◆ **DO THIS**: Write out the listing below word for word, leaving out the pictures.

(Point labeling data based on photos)
-- -- --

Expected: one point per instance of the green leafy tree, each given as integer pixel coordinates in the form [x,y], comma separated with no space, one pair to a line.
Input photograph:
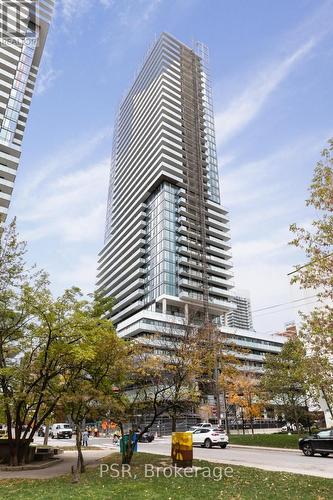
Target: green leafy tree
[244,391]
[96,370]
[43,343]
[317,274]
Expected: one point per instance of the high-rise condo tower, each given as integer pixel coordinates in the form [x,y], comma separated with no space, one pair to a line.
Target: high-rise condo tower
[166,257]
[24,26]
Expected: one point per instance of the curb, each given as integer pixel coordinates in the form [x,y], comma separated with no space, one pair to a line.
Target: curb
[45,465]
[266,448]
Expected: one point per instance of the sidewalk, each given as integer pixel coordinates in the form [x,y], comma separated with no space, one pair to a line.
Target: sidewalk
[266,448]
[91,458]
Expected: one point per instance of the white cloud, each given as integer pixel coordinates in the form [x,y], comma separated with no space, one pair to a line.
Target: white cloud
[234,117]
[47,75]
[80,273]
[67,158]
[129,12]
[71,207]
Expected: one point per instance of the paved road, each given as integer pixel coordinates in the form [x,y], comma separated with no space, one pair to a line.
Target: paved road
[286,461]
[274,460]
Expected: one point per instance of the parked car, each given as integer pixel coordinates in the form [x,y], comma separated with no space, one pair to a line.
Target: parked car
[202,425]
[291,427]
[61,431]
[210,437]
[321,443]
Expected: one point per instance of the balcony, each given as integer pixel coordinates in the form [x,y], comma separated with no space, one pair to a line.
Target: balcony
[190,283]
[219,291]
[127,311]
[129,298]
[224,254]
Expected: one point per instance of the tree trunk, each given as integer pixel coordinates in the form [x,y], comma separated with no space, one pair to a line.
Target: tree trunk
[46,435]
[243,424]
[80,461]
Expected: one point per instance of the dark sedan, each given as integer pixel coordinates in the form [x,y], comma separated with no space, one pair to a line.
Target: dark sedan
[321,443]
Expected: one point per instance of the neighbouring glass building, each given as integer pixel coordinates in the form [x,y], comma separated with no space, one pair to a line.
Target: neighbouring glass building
[167,253]
[24,26]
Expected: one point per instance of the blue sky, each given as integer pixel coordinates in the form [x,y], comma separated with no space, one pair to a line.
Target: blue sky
[272,70]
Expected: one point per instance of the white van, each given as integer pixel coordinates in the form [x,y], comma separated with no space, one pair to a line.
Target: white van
[61,431]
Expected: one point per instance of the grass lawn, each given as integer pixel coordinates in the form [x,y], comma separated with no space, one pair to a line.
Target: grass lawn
[244,483]
[273,440]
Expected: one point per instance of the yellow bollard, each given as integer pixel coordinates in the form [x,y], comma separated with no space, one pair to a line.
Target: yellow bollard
[182,449]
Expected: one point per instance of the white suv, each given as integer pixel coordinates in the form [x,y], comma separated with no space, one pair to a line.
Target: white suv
[210,437]
[203,425]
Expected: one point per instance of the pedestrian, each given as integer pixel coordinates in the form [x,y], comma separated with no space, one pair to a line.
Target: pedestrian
[85,437]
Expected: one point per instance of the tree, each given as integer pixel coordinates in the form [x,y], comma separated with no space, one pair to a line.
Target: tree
[95,371]
[317,274]
[244,392]
[286,380]
[42,342]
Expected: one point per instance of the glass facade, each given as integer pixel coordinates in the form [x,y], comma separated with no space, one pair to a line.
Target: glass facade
[210,142]
[9,123]
[161,265]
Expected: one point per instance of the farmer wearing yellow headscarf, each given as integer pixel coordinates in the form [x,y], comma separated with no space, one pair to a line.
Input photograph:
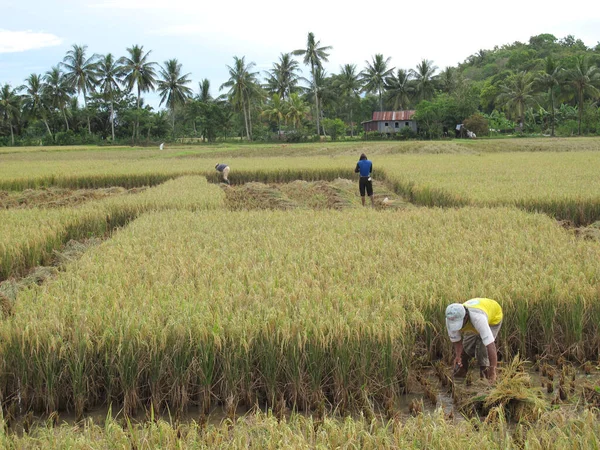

-- -- --

◆ **SOLUTION FOR THIS EXERCISE**:
Expected: one point per instance of the green leafy tree, each given as integer pixel coordinates in the form [x,y], comma separated with no space, one pair to a line.
Input photograph:
Target: green leafy tree
[244,391]
[96,370]
[43,343]
[317,274]
Expected: one point per instance of the high-rise condo tower, each given as integer pixel coordinates in the form [x,y], comma separated with no space, one pair to a line.
Target: high-rise condo tower
[166,257]
[24,26]
Expected: one point per instance of the curb, each given as integer pixel coordinates in the form [x,y], comma separated with no space, one pair to a line.
Target: curb
[45,465]
[266,448]
Expected: one point per instance of the sidewalk, each given as integer pixel coordinates in the form [x,y], comma separated with no space, one pair to a line.
Target: sidewalk
[266,448]
[91,458]
Expected: one point per instance of the white cloud, each given as integer pixel coordinates in the form [x,y], comma separated with no space, one pair to a line.
Target: white cloud
[234,117]
[47,75]
[80,273]
[67,158]
[129,12]
[71,207]
Expected: one point per instance of the paved road, each given as integer pixel coordinates in the form [x,y], comma separated with no space, one pair to a line.
Target: paved road
[286,461]
[274,460]
Expected: one point per instance of the parked car, each given as integer pixel coordinates in the form [x,y], comma separated with no space, one pair to a line.
Target: parked car
[202,425]
[291,427]
[61,431]
[210,437]
[321,443]
Expected: one point per instance of the balcony, each given as integer pixel coordinates in the form [x,y], comma separated with no space, one pair to a line.
Target: balcony
[190,283]
[219,291]
[127,311]
[129,298]
[224,254]
Expected: one point per instance of the tree trunk, each given as integer pixel coordinates in the form [x,y], comma separated with no space, one pair to a line.
Target: tree trunk
[46,435]
[243,424]
[80,461]
Expected: one point per instance of the dark sedan, each given as integer pixel coordinates in the form [x,y], comma separated with no space, one pair to a line.
Target: dark sedan
[321,443]
Expected: one point per instance of the neighbouring glass building, each given as integer pixel coordinates in the form [x,y], comma separated with no space, one pair to a line.
Target: neighbouring glass building
[167,253]
[24,26]
Expected: one point per instance of the blue sky, each given as integer pixel coordinates in the form [x,y], comma separated with no space, one pair to a line.
Target: blue sky
[272,70]
Expected: one point per instance of the white van, each given as integer pixel coordinates in the form [x,y], comma separated with no space, one pair to a line.
Target: white van
[61,431]
Expected: one point per instance of the grass lawn, each given as integer pixel coordinates in the form [x,y], comma separated with no space, one pair to a line.
Target: grass lawn
[244,483]
[273,440]
Expected: one point per instance of the yellow bollard, each given as integer pixel coordinates in the form [x,y], comma separated with no space, one pair to a line.
Target: yellow bollard
[182,449]
Expected: one point per instance of the white suv, each given as integer pixel coordinates in the form [x,y], comma separated with no space, one pair to a line.
Target: white suv
[210,437]
[203,425]
Expected: one point per instance of the pedestrian, each given as integer pixel coordinates in the form [x,y], comma separated with no space, one pair to a line.
Target: pedestrian
[85,437]
Expected: one point per instance of the tree, each given as integer pixel coordinates in the form [x,y], comma separated with no space, one pair to a line.
Target: tree
[95,371]
[317,274]
[244,392]
[286,380]
[42,342]
Expected: one point per instance of the glass facade, each given as integer pixel coordinates in the form [x,y], comma separated with no space, one pair to a line.
Target: glass facade
[210,142]
[9,123]
[161,265]
Expected: one point per instance of the farmer wearing yellow headscarf, each given as integer pixel coordinates in the form [x,y], comma separated with no space, one pair to a line.
Input photograph:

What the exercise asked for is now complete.